» What needs to be done
Please restate, word for word, the lines below that begin at the one with "Target: wispy cirrus cloud" and end at the one with "Note to the class: find each instance of the rock in". Leave out all other lines.

Items listed in a dataset:
↓
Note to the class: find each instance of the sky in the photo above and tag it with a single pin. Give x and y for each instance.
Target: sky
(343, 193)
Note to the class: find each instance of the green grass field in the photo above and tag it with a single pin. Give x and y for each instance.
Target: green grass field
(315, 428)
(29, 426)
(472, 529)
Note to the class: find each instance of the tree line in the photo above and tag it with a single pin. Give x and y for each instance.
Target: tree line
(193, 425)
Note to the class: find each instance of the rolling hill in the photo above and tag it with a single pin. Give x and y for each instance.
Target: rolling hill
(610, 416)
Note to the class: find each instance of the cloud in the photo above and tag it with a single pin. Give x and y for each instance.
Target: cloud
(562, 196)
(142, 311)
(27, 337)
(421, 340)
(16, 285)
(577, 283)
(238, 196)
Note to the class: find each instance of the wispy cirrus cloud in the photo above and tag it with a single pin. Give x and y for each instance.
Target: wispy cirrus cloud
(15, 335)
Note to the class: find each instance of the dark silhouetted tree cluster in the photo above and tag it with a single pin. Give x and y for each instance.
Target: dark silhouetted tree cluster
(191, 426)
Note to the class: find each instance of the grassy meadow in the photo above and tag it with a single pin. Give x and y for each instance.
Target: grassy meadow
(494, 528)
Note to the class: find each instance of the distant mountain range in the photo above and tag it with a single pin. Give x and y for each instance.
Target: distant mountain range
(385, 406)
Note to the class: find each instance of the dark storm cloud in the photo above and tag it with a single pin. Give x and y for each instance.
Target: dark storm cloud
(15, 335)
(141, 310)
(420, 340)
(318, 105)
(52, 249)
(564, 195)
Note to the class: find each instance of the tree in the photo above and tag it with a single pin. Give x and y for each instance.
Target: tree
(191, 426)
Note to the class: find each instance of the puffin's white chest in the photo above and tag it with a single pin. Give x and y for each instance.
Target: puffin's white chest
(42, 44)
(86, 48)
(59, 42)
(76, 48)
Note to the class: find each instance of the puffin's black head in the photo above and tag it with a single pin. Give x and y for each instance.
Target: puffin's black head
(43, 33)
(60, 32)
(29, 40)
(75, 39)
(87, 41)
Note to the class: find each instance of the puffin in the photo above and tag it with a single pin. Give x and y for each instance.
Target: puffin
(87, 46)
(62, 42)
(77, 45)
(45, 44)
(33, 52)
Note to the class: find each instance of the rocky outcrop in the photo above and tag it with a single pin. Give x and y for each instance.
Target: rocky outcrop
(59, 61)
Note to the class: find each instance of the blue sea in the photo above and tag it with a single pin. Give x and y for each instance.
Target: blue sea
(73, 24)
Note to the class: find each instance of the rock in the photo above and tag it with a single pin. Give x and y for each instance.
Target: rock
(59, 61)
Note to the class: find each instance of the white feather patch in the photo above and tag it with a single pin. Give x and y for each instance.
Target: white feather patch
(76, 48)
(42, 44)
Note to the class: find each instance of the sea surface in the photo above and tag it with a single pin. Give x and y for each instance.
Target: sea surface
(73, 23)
↑
↓
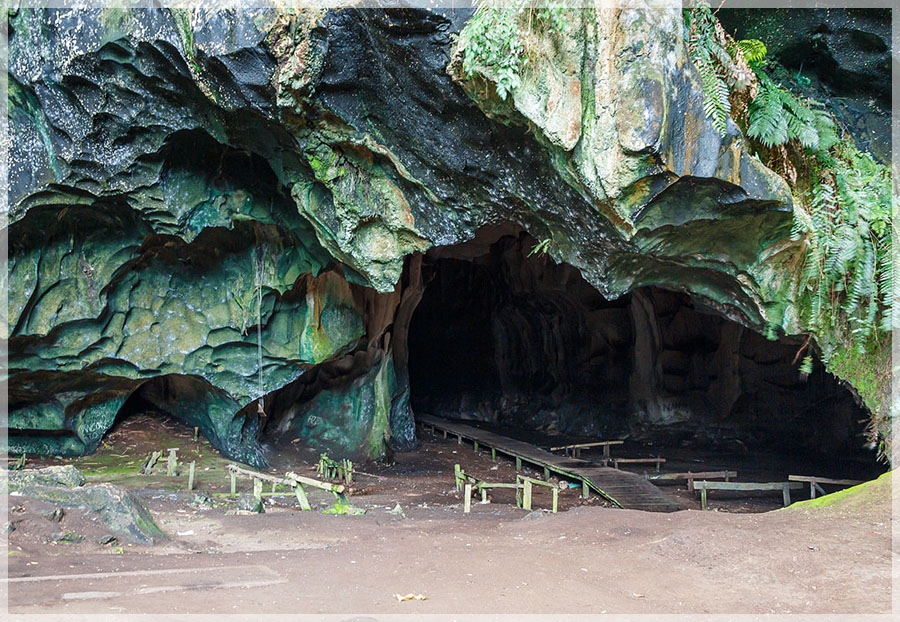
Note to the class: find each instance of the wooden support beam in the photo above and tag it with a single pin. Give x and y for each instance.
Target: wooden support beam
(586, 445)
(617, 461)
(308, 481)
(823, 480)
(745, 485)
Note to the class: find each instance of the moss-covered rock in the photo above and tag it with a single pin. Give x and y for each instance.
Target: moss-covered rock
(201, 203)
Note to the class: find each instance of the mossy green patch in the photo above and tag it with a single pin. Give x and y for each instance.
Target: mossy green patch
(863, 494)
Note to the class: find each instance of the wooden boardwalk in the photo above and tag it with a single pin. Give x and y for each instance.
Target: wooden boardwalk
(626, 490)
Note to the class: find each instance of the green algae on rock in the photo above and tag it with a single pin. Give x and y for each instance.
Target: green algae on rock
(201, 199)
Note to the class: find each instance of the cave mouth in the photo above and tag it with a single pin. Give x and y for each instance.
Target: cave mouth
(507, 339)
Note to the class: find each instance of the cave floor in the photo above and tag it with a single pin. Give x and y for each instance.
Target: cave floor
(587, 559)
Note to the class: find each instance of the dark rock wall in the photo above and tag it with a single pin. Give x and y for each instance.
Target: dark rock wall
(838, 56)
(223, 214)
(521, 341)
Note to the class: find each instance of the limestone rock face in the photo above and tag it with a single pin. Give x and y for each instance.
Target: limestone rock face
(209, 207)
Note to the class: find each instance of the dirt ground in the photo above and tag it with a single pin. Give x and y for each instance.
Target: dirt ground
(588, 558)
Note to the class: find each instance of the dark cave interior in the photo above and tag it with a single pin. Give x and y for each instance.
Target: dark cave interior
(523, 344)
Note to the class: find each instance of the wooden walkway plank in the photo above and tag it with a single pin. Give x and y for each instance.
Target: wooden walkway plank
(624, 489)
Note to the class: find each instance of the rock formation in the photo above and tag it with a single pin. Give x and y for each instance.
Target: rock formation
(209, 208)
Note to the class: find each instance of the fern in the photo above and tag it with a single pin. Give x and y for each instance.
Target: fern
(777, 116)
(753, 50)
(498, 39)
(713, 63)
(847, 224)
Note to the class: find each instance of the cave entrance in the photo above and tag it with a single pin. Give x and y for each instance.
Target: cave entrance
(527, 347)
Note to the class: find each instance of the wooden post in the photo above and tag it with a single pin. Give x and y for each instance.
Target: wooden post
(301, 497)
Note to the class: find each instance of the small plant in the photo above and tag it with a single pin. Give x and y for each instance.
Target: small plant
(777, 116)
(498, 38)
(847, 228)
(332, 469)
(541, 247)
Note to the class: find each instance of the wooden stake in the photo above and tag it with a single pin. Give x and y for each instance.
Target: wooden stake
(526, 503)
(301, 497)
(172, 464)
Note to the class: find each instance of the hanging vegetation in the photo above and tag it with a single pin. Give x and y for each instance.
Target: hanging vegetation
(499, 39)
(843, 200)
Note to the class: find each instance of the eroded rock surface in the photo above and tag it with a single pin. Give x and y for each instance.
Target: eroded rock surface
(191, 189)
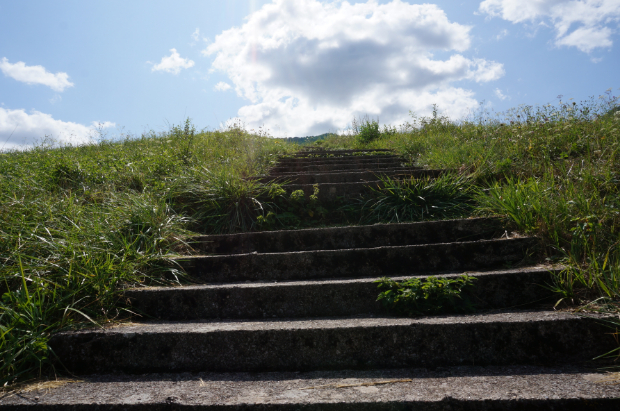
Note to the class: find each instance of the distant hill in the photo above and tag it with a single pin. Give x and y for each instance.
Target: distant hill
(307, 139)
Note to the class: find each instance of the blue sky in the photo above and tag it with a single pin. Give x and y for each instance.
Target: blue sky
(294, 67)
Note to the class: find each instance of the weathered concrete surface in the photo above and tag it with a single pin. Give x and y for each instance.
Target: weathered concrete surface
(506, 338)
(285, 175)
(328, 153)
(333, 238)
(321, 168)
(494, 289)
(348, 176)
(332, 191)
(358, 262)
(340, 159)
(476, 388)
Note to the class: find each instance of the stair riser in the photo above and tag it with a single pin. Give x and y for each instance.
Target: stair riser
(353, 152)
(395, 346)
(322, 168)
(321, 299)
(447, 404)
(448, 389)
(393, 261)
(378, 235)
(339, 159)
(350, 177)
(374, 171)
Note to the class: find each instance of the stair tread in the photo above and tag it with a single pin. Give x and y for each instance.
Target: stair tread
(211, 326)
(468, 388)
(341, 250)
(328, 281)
↑
» Task result
Target: wispy cirrus cloud
(15, 335)
Note to the class: find each instance of the dark silhouetted tree cluster in the photo above and tag it with a single pin. Give x and y for each instance.
Target: dark silhouetted tree cluster
(191, 426)
Note to the class: find each instance of the grassy meadow in the photo above and tag it with a single pin. Give x and y for each instance.
Target: grassy meadow
(494, 528)
Note to the class: find each instance of the distant mountain range in the photo above and tag it with a single pin. Give x and y for each instance.
Target: distant mountain range
(385, 406)
Note to the class: find each instance of the dark storm cloud in the photo above and tag it with a single pin. Give x and y for each instance.
Target: dark storm cloud
(15, 335)
(141, 310)
(420, 340)
(318, 105)
(52, 249)
(564, 195)
Note to the class: find each instance of the tree in the photo above and tag it with a single pin. Give x and y for each instance.
Target: tree
(191, 426)
Note to the class: find each instance of the puffin's white chest in the photo above and tag it with a single pin. Give x and y for each instance.
Target: puffin's white chest
(42, 44)
(86, 48)
(59, 42)
(76, 48)
Note to the class: find each instance of the puffin's black head in the photo above and tag it with a single pin. Give x and y for each instance.
Target: puffin's black head
(43, 33)
(60, 32)
(29, 40)
(75, 39)
(87, 41)
Note to the class: find each instance of the puffin in the photo above and tag it with a single pin. Give x and y for each instance.
Target: puffin
(87, 46)
(62, 42)
(77, 45)
(45, 44)
(33, 52)
Note to the class: find each instance of the rocky outcrop in the photo above and tag it with a single pin. Give x and y for each instance.
Target: rocky outcrop
(59, 61)
Note to the class: find each instance of the blue sea in the photo above and tag it with a single pin. Give x and y for each instance.
Target: blue sea
(73, 24)
Note to the class: find each instance of the rock in the photo above and tag it with a single pin. Give x and y for each instance.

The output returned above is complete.